Write out the material from the line with "the leafy shrub" up to and including the line with "x=470 y=1048", swapping "pointer" for "marker" and leaving everything else unchanged.
(begin)
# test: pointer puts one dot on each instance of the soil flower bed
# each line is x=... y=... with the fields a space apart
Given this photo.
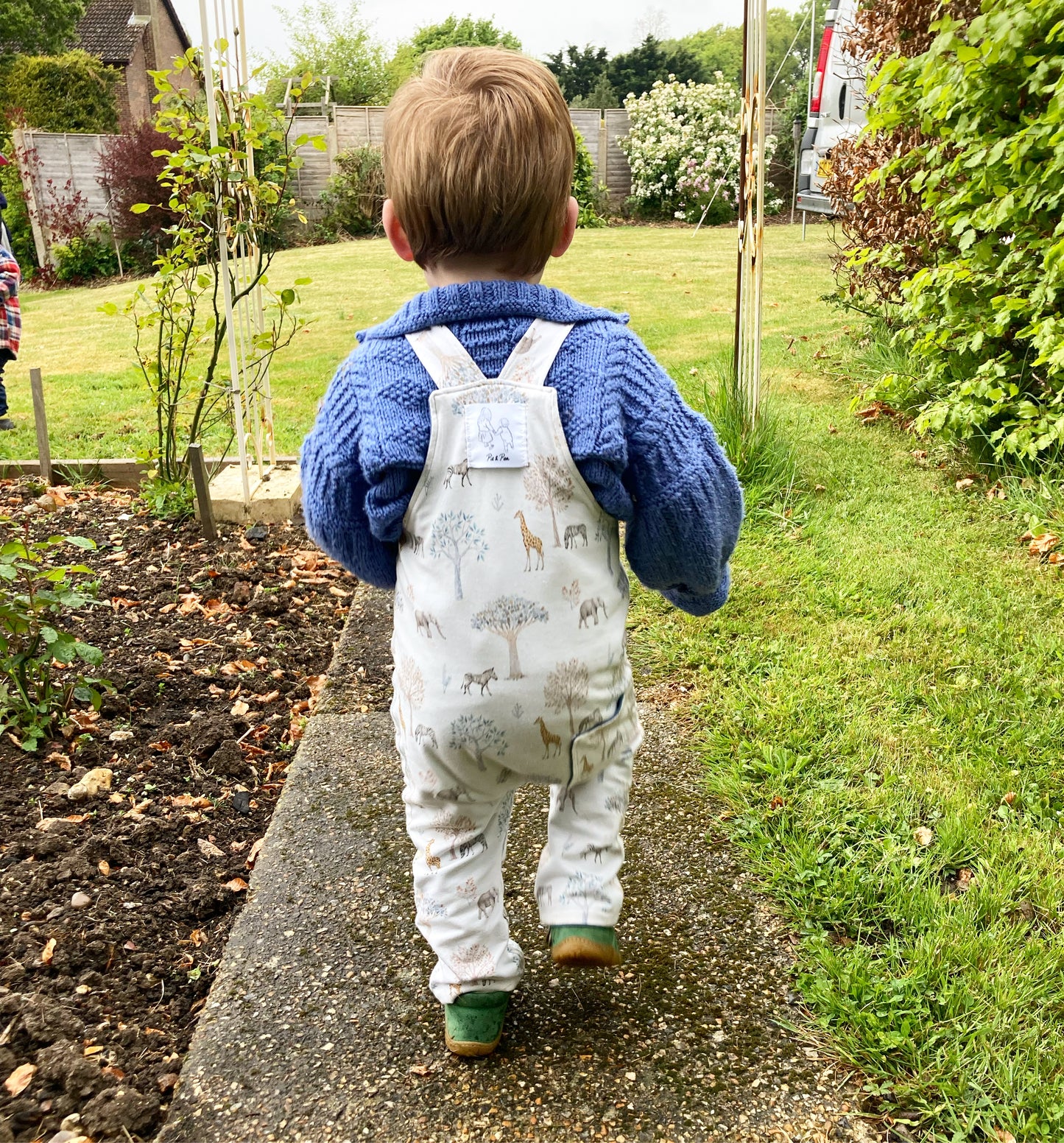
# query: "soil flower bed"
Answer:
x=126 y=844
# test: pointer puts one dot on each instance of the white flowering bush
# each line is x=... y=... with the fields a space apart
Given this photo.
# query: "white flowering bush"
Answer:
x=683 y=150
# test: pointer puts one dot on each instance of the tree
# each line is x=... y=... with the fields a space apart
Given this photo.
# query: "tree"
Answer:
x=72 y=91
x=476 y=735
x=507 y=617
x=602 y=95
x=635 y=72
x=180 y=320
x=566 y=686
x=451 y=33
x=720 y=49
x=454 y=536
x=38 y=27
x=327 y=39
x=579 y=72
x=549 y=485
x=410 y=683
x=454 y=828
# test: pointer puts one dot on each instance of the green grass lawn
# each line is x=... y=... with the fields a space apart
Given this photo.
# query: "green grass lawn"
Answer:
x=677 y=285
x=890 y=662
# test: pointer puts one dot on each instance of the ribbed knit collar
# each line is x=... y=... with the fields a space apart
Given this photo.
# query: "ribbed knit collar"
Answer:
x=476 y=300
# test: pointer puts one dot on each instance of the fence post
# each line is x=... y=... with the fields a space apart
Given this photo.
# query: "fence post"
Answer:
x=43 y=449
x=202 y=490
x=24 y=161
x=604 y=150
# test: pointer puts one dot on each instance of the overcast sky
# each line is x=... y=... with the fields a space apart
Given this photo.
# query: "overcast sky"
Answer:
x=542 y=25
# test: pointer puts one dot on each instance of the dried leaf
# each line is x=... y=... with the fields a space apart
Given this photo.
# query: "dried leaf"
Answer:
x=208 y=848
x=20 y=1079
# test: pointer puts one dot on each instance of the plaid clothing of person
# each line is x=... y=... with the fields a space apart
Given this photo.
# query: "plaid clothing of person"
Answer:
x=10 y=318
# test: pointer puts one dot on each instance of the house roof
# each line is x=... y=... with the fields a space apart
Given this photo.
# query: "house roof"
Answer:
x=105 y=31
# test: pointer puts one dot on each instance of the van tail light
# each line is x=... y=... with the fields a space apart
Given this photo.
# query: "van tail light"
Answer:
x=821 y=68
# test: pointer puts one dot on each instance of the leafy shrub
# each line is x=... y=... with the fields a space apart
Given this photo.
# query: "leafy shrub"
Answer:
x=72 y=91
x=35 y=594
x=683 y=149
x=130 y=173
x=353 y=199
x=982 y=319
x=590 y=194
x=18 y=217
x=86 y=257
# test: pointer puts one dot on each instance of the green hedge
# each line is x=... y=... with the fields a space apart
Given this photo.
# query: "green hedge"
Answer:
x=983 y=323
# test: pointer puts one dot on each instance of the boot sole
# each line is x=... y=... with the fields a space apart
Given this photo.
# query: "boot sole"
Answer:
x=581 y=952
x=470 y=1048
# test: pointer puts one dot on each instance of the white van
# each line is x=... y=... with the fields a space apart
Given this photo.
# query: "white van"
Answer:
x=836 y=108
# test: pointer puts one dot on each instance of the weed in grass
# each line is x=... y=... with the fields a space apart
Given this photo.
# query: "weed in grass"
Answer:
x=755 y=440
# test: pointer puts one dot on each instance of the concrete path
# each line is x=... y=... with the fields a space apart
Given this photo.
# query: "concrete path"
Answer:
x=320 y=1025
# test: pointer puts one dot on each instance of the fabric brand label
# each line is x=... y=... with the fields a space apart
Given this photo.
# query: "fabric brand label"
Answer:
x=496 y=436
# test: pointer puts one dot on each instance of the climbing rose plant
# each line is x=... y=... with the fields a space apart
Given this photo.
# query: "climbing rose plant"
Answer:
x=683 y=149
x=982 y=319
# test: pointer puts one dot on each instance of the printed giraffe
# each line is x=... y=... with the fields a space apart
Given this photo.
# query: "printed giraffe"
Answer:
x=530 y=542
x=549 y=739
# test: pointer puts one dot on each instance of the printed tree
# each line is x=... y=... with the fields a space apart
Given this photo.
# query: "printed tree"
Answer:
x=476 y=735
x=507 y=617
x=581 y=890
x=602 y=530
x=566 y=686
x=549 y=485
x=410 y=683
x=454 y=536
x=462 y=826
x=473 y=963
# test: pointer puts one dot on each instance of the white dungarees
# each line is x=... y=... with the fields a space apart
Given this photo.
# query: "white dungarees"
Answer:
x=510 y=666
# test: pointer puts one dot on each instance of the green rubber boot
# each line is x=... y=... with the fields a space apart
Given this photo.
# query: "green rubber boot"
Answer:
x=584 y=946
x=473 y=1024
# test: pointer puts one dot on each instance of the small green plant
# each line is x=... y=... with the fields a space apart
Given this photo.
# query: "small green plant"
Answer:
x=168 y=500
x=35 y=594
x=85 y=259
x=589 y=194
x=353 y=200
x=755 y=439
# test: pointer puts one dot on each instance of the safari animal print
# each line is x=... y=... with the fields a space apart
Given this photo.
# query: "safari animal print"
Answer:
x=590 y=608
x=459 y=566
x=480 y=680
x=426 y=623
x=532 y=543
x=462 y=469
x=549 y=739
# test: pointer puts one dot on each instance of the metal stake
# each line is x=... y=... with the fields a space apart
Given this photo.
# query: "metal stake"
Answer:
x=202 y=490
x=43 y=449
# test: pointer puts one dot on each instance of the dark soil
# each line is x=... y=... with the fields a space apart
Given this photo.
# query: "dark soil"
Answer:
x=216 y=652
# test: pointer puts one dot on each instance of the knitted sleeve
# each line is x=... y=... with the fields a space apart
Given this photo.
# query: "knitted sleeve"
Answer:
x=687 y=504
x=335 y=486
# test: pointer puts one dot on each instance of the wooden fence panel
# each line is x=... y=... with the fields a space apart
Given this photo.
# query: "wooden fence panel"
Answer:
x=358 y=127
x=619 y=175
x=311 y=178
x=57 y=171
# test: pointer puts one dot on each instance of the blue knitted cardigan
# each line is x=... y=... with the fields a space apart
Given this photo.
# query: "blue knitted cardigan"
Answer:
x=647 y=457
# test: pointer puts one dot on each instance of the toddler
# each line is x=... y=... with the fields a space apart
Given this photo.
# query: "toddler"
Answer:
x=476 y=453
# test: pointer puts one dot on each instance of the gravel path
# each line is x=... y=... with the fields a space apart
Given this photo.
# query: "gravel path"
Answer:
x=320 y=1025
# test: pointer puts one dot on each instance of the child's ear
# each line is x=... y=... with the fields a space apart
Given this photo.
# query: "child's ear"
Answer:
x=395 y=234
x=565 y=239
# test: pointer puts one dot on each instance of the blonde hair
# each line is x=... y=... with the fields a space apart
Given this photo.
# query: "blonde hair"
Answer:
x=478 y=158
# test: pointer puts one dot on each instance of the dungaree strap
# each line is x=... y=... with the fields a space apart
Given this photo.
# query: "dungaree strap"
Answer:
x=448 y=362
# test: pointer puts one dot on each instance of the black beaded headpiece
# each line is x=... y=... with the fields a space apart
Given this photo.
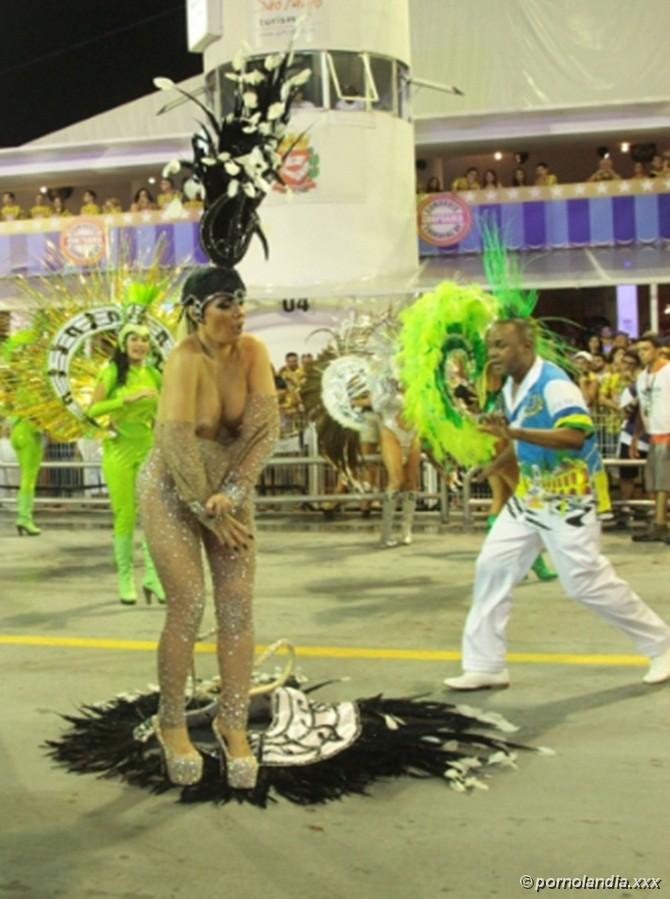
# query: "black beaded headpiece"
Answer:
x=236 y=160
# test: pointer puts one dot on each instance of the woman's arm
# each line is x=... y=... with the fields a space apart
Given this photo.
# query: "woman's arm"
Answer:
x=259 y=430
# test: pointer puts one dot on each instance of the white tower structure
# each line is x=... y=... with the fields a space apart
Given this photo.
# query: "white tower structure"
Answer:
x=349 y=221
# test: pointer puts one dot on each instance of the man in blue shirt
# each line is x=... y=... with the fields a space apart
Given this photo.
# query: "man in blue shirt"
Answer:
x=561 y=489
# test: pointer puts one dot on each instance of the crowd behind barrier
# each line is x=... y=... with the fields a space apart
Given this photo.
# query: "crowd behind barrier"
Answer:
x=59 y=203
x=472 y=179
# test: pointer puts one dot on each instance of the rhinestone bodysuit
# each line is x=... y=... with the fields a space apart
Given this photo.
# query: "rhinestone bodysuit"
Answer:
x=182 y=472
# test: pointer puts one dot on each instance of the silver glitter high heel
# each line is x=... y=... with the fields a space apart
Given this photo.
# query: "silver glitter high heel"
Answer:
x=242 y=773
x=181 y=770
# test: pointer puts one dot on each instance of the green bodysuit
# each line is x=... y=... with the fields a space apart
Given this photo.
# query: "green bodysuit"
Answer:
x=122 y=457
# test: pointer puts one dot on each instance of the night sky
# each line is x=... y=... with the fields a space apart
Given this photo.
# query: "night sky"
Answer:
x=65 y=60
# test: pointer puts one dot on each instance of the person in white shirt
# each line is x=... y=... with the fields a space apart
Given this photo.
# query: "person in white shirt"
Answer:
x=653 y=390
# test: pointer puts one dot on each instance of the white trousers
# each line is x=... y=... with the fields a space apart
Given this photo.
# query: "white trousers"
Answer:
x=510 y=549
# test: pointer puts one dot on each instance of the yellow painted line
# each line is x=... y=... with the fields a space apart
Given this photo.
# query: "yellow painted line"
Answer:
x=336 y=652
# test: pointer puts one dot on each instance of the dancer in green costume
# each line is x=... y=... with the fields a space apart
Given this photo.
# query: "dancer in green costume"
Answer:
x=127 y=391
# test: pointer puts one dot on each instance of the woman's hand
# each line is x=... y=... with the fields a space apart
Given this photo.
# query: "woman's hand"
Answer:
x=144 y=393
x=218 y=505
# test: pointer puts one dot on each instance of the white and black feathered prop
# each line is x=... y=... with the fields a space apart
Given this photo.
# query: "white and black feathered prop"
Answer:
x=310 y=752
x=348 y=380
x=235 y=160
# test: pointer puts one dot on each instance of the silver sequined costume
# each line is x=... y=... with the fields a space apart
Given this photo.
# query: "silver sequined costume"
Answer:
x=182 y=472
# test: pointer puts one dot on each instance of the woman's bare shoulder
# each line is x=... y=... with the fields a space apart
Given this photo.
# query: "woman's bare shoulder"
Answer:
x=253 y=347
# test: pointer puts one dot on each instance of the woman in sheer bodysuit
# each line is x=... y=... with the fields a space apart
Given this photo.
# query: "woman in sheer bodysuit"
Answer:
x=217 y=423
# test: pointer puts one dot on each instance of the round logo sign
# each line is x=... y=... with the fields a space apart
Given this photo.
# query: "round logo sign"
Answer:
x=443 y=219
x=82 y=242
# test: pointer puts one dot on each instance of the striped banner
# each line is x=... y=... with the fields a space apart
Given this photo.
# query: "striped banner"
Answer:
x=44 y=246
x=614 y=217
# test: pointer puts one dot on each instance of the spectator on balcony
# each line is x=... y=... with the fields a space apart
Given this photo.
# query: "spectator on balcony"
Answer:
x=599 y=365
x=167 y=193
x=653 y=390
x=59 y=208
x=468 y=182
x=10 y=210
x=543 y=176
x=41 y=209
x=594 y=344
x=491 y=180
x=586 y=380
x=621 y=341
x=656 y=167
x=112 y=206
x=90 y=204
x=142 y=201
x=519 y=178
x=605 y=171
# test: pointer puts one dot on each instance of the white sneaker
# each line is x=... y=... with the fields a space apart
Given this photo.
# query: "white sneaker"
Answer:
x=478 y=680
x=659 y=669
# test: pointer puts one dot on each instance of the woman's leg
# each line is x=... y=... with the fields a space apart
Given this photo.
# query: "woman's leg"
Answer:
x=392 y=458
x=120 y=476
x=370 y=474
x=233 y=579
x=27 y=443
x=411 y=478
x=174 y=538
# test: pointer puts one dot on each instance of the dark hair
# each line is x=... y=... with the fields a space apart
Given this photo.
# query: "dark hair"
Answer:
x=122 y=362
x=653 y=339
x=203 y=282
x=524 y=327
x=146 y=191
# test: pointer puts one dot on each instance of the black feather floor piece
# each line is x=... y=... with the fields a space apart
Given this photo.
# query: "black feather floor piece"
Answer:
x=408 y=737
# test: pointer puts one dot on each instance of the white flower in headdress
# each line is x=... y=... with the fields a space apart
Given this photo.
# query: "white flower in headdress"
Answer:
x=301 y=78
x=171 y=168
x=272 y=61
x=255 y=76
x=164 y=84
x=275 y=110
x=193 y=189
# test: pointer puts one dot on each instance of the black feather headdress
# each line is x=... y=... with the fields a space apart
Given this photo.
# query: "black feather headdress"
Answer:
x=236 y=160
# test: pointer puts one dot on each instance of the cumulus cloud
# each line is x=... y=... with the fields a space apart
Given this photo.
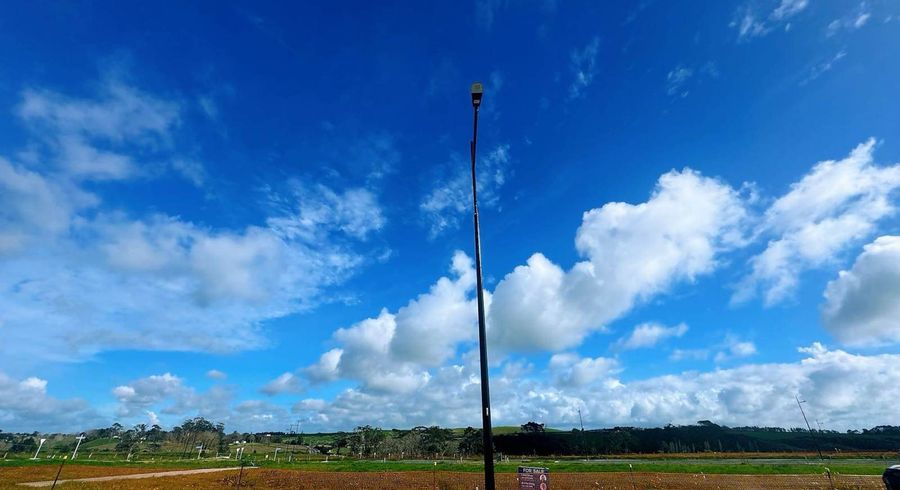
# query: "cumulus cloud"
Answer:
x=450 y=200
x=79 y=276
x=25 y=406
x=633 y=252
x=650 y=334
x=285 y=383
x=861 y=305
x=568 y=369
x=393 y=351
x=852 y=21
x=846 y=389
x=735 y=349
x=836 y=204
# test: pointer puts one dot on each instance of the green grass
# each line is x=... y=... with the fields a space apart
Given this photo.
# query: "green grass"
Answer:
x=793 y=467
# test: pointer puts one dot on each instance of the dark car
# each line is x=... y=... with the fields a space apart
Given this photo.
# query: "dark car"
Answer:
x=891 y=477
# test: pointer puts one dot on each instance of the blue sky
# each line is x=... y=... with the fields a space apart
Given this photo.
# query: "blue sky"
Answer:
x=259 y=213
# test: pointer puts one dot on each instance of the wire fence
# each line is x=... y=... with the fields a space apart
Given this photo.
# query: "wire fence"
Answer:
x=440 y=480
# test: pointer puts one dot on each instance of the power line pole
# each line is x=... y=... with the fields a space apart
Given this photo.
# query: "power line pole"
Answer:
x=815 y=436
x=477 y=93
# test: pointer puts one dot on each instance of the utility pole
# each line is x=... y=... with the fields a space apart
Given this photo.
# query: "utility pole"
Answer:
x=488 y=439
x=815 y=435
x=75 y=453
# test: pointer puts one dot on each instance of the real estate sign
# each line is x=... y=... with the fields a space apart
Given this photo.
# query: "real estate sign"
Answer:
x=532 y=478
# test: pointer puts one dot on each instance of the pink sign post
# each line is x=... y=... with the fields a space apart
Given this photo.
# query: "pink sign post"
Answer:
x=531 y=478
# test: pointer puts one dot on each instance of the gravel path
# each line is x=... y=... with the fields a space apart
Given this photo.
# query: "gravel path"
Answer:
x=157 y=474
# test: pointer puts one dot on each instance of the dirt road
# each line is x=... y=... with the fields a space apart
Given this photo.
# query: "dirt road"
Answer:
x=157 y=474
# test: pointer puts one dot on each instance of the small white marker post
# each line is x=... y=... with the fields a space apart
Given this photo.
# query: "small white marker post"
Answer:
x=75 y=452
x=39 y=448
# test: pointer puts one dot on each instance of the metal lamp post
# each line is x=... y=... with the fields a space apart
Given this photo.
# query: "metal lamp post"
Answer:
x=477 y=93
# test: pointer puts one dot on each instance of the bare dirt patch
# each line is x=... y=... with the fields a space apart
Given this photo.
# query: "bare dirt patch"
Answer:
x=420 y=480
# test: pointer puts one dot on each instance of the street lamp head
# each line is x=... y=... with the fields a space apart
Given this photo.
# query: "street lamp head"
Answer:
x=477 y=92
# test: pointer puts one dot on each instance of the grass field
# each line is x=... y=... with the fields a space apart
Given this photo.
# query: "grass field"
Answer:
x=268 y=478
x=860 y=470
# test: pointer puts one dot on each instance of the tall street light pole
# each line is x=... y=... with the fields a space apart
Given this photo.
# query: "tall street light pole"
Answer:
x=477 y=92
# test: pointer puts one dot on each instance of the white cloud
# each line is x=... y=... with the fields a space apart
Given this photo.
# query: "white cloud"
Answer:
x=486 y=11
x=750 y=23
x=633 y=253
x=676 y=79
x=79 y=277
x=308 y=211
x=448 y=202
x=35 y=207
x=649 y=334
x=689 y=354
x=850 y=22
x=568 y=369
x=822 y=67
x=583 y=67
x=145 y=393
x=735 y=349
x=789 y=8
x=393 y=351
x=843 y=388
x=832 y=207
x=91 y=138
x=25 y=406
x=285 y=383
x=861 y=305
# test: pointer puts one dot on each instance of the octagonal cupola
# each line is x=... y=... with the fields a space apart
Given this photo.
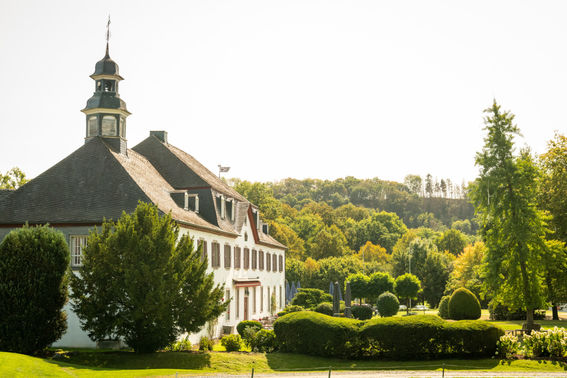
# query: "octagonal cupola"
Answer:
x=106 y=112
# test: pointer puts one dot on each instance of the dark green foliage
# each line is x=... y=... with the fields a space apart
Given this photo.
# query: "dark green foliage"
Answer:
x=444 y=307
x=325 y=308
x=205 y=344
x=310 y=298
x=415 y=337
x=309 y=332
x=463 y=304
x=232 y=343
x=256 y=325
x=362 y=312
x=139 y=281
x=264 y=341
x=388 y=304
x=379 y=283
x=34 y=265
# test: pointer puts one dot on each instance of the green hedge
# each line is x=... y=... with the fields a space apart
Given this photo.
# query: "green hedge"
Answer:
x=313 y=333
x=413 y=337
(end)
» RESPONSE FOR THIS EXERCISE:
# test: marker puts one dot on each instance of the leafy shrub
# each line is x=... y=... with the fields a space apart
Given this photo.
# query: "leafy shrub"
Answer:
x=72 y=91
x=35 y=594
x=683 y=149
x=130 y=173
x=353 y=199
x=982 y=319
x=590 y=194
x=18 y=217
x=86 y=257
# test: marker puts one dot on each instance of the green hedge
# each line is x=... y=... with the fields a space apart
Given this photo.
# query: "green hedge"
Answer:
x=983 y=323
# test: marker puts one dot on each instance of the boot sole
# each line is x=... y=... with the fields a space apart
Given this photo.
# query: "boot sole"
Answer:
x=581 y=952
x=470 y=1048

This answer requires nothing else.